The passive-solar house is positioned to absorb winter sunlight, warming the interior walkways and walls. Underground water, which remains a constant 55 degrees year-round, is piped through a heat exchange system that keeps the interior warm in winter and cool in summer. A graywater reclamation system treats and reuses waste water. Rain gutters feed a cistern hooked to a sprinkler system for watering the fruit orchard and grass. Clearly, Bush goes home from the White House to a green house.

Yet the Bush administration's 63-member energy advisory team has 62 members with ties to oil, nuclear, or coal interests. His national energy policy places nuclear power, increased oil and natural gas drilling, and "clean coal" as its cornerstone. The Bush budget takes a definitive step away from developing renewable energy resources. According to the Pew Research Center, 54 percent of Americans distrust Bush's "muscular energy" environmental agenda. In May, 22 religious leaders were arrested at the Department of Energy protesting Bush's plan to drill for oil in the Arctic National Wildlife Refuge.

» **Challenges**:
1. List each feature of the house described in the passage about Bush's green home and energy policy that helps it save energy or water.
2. In the passage about Bush's green home and energy policy, what warms the interior walkways and walls in winter? Answer in one to three sentences.
3. Write the next part of the passage about Bush's green home and energy policy, starting right after its final sentence.

(Extracted data entries)
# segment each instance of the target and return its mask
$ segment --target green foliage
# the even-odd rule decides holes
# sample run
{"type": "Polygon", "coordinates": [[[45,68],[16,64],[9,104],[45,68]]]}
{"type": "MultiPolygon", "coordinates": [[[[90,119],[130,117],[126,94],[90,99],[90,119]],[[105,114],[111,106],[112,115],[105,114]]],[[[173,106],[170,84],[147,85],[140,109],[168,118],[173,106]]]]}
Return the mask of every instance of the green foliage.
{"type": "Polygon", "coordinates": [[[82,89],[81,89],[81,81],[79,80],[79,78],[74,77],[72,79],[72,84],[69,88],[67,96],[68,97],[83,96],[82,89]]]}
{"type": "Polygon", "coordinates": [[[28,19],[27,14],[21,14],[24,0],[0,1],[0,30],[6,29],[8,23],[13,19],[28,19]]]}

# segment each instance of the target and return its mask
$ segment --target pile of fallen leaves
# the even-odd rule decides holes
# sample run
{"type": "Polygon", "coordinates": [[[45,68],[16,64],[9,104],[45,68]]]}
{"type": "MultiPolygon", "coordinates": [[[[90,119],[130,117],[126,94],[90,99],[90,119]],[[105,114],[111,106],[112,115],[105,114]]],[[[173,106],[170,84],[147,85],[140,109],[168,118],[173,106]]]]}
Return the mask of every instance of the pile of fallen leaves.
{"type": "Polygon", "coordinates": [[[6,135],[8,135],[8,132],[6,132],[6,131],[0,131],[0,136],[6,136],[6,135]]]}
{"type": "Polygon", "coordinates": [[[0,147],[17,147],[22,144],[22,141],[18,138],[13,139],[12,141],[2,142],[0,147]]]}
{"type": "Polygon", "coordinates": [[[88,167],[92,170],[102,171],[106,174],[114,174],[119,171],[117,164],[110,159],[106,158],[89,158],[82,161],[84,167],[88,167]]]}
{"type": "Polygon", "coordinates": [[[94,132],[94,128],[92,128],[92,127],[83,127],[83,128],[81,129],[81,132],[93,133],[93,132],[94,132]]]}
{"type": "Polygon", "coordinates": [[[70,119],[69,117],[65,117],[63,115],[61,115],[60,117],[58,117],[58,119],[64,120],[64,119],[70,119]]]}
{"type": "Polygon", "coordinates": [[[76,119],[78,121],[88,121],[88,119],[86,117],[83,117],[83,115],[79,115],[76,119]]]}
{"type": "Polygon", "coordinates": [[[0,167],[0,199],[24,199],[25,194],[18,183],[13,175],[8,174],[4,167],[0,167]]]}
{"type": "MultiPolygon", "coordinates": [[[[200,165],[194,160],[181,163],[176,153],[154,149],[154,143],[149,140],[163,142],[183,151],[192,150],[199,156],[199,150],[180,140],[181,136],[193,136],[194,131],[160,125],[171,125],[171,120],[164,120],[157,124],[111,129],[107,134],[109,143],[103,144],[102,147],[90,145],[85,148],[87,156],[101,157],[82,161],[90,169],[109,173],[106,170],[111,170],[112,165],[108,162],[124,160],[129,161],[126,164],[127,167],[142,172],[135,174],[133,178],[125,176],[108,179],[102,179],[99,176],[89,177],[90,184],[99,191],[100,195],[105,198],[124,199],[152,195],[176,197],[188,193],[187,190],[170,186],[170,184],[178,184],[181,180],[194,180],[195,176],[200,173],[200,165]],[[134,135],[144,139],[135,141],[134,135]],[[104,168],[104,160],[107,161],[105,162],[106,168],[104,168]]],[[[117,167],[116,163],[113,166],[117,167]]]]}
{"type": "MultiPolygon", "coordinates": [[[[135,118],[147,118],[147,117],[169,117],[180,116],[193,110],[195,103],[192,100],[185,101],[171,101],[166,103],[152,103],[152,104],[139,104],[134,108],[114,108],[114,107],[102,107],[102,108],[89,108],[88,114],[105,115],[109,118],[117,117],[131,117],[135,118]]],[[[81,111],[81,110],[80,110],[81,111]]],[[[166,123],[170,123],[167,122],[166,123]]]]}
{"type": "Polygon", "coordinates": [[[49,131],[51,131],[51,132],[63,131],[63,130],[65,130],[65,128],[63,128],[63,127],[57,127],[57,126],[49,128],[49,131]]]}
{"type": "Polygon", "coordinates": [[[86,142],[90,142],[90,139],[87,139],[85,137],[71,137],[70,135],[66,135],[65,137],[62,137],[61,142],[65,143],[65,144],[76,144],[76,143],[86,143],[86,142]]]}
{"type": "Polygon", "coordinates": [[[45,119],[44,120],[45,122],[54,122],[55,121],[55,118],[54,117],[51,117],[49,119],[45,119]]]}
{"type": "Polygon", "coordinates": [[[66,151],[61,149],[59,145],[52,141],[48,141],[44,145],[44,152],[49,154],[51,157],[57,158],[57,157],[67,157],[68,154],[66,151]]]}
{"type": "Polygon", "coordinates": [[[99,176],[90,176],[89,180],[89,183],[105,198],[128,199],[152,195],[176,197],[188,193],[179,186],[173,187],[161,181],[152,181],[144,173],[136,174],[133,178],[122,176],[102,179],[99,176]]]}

» **Replies**:
1.
- Passive-solar positioning to absorb winter sunlight
- A heat exchange system that pipes through underground water
- A graywater reclamation system that treats and reuses waste water
- Rain gutters feeding a cistern hooked to a sprinkler system

2. The house is positioned to absorb winter sunlight. That sunlight warms the interior walkways and walls.

3.
The Bush ranch is the kind of place we'd all like to live. Too bad his environmental policies are moving the rest of the country in exactly the opposite direction.

CLEAN WATER. Bush has put on hold Clinton regulations that would have lowered arsenic in drinking water from 50 parts per billion to 10 ppb. The Bush budget eliminates the National Water Quality Assessment program and drastically cuts funds for hydrology research.

CARBON DIOXIDE. On the campaign trail, Bush vowed to establish mandatory reductions on carbon and sulfur dioxide, nitrogen oxide, and mercury emissions from power plants, thus reducing smog, acid rain, and global warming. After taking office, he reneged on this promise.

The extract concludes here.